[Input material Boundary: Start]

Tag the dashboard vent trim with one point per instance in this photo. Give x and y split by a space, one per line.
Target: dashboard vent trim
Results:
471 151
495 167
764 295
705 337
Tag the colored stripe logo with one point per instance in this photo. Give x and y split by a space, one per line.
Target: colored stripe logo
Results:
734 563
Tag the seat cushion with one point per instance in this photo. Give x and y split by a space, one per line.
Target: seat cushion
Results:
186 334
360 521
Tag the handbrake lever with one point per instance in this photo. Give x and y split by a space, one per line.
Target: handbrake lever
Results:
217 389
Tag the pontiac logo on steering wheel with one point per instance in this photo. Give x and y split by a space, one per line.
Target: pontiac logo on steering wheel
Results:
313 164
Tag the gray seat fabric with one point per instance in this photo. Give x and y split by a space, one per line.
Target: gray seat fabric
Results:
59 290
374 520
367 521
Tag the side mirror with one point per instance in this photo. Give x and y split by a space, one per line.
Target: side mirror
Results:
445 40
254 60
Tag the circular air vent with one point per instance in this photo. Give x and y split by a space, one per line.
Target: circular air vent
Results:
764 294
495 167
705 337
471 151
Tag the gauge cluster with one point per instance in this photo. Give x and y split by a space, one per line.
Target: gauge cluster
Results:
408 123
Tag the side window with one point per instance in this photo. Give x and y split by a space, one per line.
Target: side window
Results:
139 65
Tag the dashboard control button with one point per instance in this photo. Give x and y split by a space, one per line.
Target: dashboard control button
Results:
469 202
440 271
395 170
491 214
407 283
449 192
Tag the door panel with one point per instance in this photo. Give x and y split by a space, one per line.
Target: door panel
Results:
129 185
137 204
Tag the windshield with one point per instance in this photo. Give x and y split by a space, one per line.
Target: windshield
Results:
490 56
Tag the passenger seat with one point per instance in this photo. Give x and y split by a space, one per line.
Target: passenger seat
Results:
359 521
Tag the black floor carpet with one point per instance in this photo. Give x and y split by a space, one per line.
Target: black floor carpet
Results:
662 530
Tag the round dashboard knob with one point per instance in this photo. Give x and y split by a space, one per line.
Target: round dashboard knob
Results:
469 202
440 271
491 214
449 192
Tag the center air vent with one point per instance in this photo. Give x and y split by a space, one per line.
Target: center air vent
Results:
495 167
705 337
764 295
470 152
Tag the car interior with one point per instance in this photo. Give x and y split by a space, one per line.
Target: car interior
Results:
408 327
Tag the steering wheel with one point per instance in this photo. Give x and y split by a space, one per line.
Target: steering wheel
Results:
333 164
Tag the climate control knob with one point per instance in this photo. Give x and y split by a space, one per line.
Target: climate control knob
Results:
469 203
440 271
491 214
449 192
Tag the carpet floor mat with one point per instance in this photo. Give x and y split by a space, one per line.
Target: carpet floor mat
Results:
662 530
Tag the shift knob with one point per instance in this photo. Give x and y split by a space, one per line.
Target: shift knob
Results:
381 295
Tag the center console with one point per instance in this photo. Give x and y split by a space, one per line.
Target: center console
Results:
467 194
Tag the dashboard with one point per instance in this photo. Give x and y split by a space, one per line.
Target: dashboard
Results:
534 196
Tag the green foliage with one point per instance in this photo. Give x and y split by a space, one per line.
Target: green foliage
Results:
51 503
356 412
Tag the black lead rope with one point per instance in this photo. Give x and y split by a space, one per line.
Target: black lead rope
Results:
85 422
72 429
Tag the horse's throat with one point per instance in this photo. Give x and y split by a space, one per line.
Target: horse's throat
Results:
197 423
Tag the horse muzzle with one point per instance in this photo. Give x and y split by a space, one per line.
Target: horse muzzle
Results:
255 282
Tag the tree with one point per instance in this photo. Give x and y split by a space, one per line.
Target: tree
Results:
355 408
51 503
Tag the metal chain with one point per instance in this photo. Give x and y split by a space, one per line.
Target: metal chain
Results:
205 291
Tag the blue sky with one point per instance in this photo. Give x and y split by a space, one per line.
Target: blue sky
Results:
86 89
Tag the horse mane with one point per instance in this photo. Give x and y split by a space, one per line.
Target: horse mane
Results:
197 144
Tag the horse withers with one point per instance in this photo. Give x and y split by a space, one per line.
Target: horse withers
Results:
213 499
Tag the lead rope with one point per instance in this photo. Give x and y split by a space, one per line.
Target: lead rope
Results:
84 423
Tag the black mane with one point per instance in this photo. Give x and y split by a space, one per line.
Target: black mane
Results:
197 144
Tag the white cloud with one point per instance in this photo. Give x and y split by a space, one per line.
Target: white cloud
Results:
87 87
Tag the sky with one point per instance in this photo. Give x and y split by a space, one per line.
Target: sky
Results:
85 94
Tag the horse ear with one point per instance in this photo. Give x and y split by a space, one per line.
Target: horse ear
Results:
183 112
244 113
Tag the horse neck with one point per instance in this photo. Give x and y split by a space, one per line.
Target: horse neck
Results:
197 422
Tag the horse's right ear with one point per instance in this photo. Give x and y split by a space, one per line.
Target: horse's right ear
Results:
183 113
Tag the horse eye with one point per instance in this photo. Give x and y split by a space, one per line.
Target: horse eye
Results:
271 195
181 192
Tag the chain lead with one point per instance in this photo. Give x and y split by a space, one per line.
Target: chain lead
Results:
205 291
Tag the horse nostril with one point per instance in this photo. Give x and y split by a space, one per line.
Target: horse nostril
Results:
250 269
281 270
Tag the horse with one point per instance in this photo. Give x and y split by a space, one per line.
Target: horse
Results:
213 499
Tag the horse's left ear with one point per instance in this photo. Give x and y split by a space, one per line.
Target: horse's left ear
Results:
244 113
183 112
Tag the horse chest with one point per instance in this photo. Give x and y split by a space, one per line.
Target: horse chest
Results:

[Input material Boundary: End]

• _What the task requires_
How many of the lines above include the string "carpet"? Answer with the number only.

• _Solved problem_
4